Problem to work on
Can you copy every line of the listing below without changing anything?

=======

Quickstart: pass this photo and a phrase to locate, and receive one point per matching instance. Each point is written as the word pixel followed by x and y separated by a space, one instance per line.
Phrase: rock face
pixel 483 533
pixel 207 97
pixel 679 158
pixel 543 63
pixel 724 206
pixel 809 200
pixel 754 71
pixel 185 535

=======

Exercise answer
Quickstart: pass this photo and a phrase to locate, and receive one point per matching instance. Each point is written as the word pixel followed by x and y separated by a space, one instance per line.
Phrase: rock face
pixel 483 533
pixel 207 97
pixel 679 158
pixel 543 63
pixel 724 206
pixel 809 200
pixel 754 71
pixel 185 535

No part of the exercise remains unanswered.